::: MATERIAL PROVIDED :::

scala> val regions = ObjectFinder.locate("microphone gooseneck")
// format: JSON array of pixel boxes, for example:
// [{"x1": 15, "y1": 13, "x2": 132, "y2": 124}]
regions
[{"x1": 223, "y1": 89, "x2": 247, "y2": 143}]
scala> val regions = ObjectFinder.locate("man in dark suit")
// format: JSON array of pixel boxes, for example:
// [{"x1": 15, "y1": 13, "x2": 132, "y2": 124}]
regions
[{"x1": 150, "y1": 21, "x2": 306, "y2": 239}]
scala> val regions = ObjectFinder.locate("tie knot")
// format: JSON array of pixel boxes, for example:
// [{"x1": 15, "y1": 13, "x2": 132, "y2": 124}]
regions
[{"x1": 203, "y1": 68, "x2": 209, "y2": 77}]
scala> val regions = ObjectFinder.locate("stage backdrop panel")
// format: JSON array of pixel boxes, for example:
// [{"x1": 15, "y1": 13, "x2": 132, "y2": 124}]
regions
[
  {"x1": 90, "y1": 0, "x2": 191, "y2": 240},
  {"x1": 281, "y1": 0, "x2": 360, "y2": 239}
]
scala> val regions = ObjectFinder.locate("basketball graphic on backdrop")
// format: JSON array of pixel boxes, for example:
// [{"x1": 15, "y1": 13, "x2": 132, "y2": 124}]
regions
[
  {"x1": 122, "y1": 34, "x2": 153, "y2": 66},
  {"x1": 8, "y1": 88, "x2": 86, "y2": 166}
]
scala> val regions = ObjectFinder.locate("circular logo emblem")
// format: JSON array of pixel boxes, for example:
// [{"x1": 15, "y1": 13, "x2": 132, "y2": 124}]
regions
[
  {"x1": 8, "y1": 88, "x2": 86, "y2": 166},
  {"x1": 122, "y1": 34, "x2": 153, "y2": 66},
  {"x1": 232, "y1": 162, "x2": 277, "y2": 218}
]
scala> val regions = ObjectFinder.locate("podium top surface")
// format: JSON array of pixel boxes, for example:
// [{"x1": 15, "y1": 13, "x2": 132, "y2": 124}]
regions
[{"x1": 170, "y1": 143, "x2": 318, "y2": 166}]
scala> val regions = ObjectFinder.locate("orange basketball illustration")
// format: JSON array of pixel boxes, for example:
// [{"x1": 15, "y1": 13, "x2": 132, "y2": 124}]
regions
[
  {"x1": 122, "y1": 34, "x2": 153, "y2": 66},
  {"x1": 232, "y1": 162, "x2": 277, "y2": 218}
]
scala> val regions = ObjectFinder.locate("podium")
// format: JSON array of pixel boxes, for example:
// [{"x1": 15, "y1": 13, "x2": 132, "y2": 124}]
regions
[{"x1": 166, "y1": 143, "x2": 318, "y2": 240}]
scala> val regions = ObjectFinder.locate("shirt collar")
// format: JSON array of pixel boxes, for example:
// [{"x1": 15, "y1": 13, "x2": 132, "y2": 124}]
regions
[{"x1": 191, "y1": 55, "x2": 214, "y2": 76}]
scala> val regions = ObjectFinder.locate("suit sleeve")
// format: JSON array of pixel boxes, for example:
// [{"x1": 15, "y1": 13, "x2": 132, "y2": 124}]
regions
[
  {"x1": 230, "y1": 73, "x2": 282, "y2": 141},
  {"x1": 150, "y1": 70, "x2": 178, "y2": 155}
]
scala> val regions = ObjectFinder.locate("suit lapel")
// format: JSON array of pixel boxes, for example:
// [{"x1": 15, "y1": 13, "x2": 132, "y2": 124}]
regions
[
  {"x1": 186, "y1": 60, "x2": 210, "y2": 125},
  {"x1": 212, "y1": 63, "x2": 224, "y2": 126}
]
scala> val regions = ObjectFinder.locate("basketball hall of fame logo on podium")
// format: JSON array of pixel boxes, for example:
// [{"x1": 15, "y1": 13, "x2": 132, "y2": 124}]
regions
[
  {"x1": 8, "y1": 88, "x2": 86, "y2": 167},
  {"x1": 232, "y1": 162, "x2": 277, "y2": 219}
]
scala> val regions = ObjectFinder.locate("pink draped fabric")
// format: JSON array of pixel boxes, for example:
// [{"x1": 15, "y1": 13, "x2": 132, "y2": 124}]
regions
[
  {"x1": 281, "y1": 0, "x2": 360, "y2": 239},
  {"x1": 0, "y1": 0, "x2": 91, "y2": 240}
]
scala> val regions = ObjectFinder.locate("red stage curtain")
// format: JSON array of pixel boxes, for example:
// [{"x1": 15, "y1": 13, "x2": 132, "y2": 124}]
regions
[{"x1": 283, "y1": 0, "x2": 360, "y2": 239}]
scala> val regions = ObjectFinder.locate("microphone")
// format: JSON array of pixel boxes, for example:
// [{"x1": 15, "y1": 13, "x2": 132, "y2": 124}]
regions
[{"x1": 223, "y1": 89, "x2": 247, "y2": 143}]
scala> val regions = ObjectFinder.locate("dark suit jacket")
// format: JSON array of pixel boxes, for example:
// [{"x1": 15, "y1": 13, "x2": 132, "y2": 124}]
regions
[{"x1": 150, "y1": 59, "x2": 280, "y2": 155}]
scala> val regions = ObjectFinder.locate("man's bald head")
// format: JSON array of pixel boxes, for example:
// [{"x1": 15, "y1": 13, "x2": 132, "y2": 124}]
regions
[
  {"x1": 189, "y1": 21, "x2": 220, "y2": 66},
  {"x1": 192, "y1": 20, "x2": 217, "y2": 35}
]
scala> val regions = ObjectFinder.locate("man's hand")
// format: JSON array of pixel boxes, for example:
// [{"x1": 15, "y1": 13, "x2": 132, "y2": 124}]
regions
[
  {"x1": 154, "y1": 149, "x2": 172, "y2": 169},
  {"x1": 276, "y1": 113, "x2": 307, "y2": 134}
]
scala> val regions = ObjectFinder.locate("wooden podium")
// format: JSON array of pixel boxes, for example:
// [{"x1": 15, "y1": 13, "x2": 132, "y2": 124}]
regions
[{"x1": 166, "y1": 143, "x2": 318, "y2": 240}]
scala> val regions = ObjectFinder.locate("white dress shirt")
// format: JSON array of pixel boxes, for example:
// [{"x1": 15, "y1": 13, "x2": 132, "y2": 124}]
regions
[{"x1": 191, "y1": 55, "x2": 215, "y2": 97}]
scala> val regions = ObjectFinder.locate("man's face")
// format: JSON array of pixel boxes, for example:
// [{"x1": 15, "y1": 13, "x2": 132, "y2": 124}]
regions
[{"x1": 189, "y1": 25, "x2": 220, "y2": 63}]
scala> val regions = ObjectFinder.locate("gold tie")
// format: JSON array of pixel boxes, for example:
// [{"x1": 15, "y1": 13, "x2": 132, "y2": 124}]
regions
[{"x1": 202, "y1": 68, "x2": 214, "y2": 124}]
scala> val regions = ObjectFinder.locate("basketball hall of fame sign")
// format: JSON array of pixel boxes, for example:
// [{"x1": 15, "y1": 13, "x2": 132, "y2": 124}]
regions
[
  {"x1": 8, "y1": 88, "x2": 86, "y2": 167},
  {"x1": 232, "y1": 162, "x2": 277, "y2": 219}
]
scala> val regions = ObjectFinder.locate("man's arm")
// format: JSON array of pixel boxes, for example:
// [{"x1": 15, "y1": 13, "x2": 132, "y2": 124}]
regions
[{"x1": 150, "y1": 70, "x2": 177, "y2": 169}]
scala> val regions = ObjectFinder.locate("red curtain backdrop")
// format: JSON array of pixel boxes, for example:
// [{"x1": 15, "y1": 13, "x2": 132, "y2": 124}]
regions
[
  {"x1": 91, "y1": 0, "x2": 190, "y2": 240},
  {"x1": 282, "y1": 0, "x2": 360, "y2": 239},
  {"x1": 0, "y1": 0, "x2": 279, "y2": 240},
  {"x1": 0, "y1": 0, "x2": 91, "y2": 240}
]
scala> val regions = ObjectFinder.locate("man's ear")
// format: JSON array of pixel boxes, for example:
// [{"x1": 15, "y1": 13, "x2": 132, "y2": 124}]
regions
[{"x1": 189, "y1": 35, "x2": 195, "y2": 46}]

:::

**WHAT TO WORK ON:** Count the lines of the records above that contain the string "basketball", treating uppercase and lowercase as different. Give only the number.

**CORRECT RESPONSE:** 4